### WHAT THE TASK ASKS
Replace "round green leaf" with "green leaf" everywhere in the listing below and reproduce it with nothing else altered. Omit the pictures from your answer.

(begin)

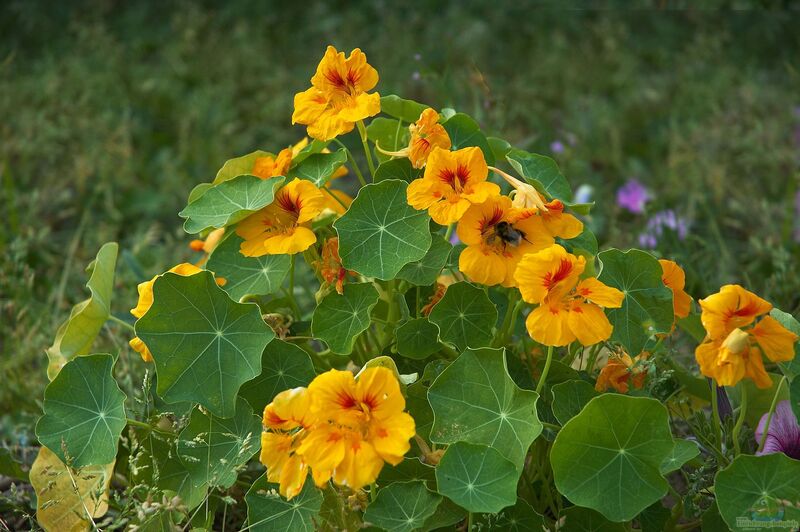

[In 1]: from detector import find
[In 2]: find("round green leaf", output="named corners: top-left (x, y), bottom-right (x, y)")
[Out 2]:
top-left (289, 148), bottom-right (347, 187)
top-left (550, 394), bottom-right (673, 522)
top-left (550, 380), bottom-right (600, 425)
top-left (136, 272), bottom-right (275, 417)
top-left (659, 440), bottom-right (700, 475)
top-left (561, 506), bottom-right (627, 532)
top-left (244, 473), bottom-right (322, 532)
top-left (479, 499), bottom-right (548, 532)
top-left (178, 175), bottom-right (285, 233)
top-left (397, 235), bottom-right (453, 286)
top-left (36, 355), bottom-right (126, 468)
top-left (714, 453), bottom-right (800, 530)
top-left (381, 94), bottom-right (430, 123)
top-left (428, 282), bottom-right (497, 351)
top-left (333, 179), bottom-right (431, 280)
top-left (428, 348), bottom-right (542, 468)
top-left (436, 442), bottom-right (519, 514)
top-left (311, 283), bottom-right (380, 355)
top-left (597, 249), bottom-right (674, 356)
top-left (364, 480), bottom-right (442, 532)
top-left (47, 242), bottom-right (119, 380)
top-left (395, 318), bottom-right (439, 360)
top-left (178, 398), bottom-right (261, 488)
top-left (239, 339), bottom-right (315, 413)
top-left (206, 233), bottom-right (292, 301)
top-left (506, 149), bottom-right (572, 202)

(end)

### RESULT
[In 1]: from detector import find
[In 2]: find("green leaf", output="named corners: top-left (x, y), bottom-right (x, y)")
[Out 2]:
top-left (289, 148), bottom-right (347, 187)
top-left (550, 394), bottom-right (673, 522)
top-left (550, 380), bottom-right (600, 425)
top-left (136, 272), bottom-right (275, 417)
top-left (659, 440), bottom-right (700, 475)
top-left (561, 506), bottom-right (627, 532)
top-left (244, 473), bottom-right (322, 532)
top-left (479, 499), bottom-right (548, 532)
top-left (178, 175), bottom-right (285, 233)
top-left (397, 235), bottom-right (453, 286)
top-left (36, 355), bottom-right (126, 468)
top-left (714, 453), bottom-right (800, 530)
top-left (381, 94), bottom-right (430, 123)
top-left (428, 282), bottom-right (497, 351)
top-left (333, 179), bottom-right (431, 280)
top-left (428, 348), bottom-right (542, 468)
top-left (436, 442), bottom-right (519, 514)
top-left (311, 283), bottom-right (380, 355)
top-left (597, 249), bottom-right (674, 356)
top-left (364, 480), bottom-right (442, 532)
top-left (47, 242), bottom-right (119, 380)
top-left (395, 318), bottom-right (439, 360)
top-left (178, 398), bottom-right (261, 488)
top-left (239, 339), bottom-right (315, 413)
top-left (206, 233), bottom-right (292, 301)
top-left (506, 149), bottom-right (572, 202)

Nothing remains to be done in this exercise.